Data for this task:
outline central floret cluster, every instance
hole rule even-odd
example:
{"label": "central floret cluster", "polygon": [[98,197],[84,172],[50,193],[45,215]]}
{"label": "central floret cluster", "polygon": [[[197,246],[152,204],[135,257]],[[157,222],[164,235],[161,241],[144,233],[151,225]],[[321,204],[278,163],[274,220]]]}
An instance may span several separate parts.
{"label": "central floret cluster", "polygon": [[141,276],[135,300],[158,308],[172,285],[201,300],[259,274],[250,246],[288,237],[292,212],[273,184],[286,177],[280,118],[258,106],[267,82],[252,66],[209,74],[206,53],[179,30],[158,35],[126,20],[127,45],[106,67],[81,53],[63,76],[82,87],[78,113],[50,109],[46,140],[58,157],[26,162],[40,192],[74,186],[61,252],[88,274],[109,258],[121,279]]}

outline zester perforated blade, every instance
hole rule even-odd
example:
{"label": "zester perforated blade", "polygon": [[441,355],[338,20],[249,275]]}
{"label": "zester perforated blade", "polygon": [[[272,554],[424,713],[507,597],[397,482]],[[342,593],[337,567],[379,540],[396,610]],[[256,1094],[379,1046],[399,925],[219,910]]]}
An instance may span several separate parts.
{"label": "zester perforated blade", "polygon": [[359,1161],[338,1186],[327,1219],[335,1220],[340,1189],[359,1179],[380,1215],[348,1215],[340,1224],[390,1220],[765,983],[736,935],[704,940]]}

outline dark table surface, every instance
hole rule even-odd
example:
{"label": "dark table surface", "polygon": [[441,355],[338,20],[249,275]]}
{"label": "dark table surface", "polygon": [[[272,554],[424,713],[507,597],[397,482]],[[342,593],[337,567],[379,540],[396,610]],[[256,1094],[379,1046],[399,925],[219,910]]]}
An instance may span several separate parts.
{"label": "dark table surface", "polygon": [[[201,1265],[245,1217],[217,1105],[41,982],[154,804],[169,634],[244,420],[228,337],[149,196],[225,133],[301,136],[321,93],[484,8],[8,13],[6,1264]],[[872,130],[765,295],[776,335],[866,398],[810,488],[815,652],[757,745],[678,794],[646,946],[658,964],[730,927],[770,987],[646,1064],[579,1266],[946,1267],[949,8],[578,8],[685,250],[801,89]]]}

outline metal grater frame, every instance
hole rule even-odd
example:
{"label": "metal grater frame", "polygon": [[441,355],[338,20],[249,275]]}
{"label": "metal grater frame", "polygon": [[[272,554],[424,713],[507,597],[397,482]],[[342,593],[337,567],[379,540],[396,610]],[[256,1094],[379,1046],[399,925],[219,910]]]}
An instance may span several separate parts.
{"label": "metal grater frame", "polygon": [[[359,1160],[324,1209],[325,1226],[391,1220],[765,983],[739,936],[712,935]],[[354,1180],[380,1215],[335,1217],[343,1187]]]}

Task to complete: Write every line of the rows above as a JSON list of strings, one string per line, leaving out blank lines.

Completed exercise:
[
  "outline central floret cluster, every instance",
  "hole rule even-odd",
  "example:",
  "{\"label\": \"central floret cluster\", \"polygon\": [[98,197],[84,172],[50,193],[45,215]]}",
  "{\"label\": \"central floret cluster\", \"polygon\": [[[197,246],[152,204],[135,257]],[[157,222],[164,235],[161,241],[144,233],[151,225]],[[321,204],[278,163],[274,220]]]}",
  "An instance may span several separate parts.",
  "{\"label\": \"central floret cluster\", \"polygon\": [[141,276],[135,300],[158,308],[172,285],[201,300],[259,274],[250,246],[288,237],[292,212],[273,184],[286,177],[280,118],[258,106],[267,82],[252,66],[209,74],[206,53],[179,30],[158,35],[126,20],[127,45],[106,67],[81,53],[63,76],[82,87],[78,113],[50,109],[46,140],[58,157],[26,162],[40,192],[74,186],[61,252],[88,274],[109,258],[121,279]]}",
  "outline zester perforated blade, every instance",
  "hole rule even-odd",
  "example:",
  "{\"label\": \"zester perforated blade\", \"polygon\": [[441,355],[338,20],[249,275]]}",
  "{\"label\": \"zester perforated blade\", \"polygon\": [[[272,554],[424,713],[507,597],[397,482]],[[342,593],[337,567],[379,540],[396,610]],[[256,1094],[379,1046],[399,925],[219,910]]]}",
  "An instance may span several separate parts.",
  "{\"label\": \"zester perforated blade\", \"polygon\": [[359,1161],[338,1186],[327,1219],[335,1220],[340,1189],[359,1179],[380,1215],[348,1215],[340,1224],[390,1220],[765,983],[736,935],[704,940]]}",
  "outline dark table surface, every instance",
  "hole rule even-odd",
  "example:",
  "{\"label\": \"dark table surface\", \"polygon\": [[441,355],[338,20],[249,275]]}",
  "{\"label\": \"dark table surface\", \"polygon\": [[[272,554],[424,713],[507,597],[397,482]],[[342,593],[337,567],[379,540],[396,610]],[[256,1094],[379,1046],[399,925],[219,910]]]}",
  "An instance may span several separate parts.",
  "{\"label\": \"dark table surface\", \"polygon\": [[[201,1265],[245,1217],[217,1105],[41,982],[154,804],[169,634],[244,420],[228,337],[149,196],[225,133],[301,136],[321,93],[484,8],[8,13],[6,1264]],[[872,130],[765,295],[776,335],[866,398],[810,488],[815,652],[757,745],[678,794],[646,946],[658,964],[730,927],[770,987],[646,1064],[579,1266],[946,1267],[949,8],[578,8],[685,250],[801,89]]]}",
  "outline metal grater frame, every instance",
  "hole rule even-odd",
  "example:",
  "{\"label\": \"metal grater frame\", \"polygon\": [[441,355],[338,20],[249,275]]}",
  "{\"label\": \"metal grater frame\", \"polygon\": [[[272,554],[424,713],[507,597],[397,482]],[[342,593],[337,567],[379,540],[396,610]],[[256,1094],[379,1046],[399,925],[219,910]]]}",
  "An instance may span several separate parts.",
  "{\"label\": \"metal grater frame\", \"polygon\": [[[359,1160],[324,1209],[325,1226],[391,1220],[765,983],[739,936],[712,935]],[[354,1180],[380,1215],[335,1217],[343,1187]]]}"
]